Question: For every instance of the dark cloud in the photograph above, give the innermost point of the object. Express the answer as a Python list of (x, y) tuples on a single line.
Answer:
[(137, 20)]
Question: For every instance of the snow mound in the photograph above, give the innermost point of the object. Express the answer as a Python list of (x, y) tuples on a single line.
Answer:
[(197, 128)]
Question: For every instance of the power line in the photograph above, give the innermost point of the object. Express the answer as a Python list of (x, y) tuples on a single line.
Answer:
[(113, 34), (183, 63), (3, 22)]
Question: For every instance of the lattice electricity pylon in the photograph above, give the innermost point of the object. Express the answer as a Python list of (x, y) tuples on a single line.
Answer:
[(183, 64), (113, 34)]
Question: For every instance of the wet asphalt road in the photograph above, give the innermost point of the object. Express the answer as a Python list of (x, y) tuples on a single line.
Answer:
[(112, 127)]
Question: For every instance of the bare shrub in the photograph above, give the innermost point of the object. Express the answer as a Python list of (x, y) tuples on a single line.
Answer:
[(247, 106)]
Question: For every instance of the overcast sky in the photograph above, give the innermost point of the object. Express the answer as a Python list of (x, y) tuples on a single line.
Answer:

---

- Written instruction:
Put each line of the items above into a JSON list of strings, one string per line, with blank lines omitted.

- Solution to the exercise:
[
  "Question: For every instance of the dark cloud in the photograph above, give the innermost point of the object. Express the answer as a Python list of (x, y) tuples on a single line.",
  "Answer:",
  "[(137, 20)]",
  "Question: For every instance of the snow mound in the photograph above, give the innermost point of the object. Express the answer as a Python list of (x, y) tuples on a single line.",
  "Answer:",
  "[(197, 128)]",
  "Question: For every instance of the power line in the photograph above, give the innermost point of the object. Express the answer as a Python list of (x, y) tuples on a single line.",
  "Answer:",
  "[(113, 34), (183, 63), (3, 22)]",
  "Question: For every instance of the lattice electricity pylon in the photograph above, give the innermost point of the object. Express the answer as a Python list of (x, y) tuples on a single line.",
  "Answer:",
  "[(183, 64), (113, 34)]",
  "Question: For every instance of the wet asphalt road in the photograph above, give the innermost point of the object. Express the answer as a Python list of (x, y) tuples on a single line.",
  "Answer:",
  "[(112, 127)]",
  "Question: For every instance of the bare shrub in the photograph above, give the innermost point of the object. Express the answer as a Python list of (x, y) tuples on a single line.",
  "Answer:",
  "[(247, 106)]",
  "Question: For every instance of the overcast sky in the photograph above, give the innermost point of the object. Express the answer as a Python list of (x, y) tuples on a single line.",
  "Answer:"
]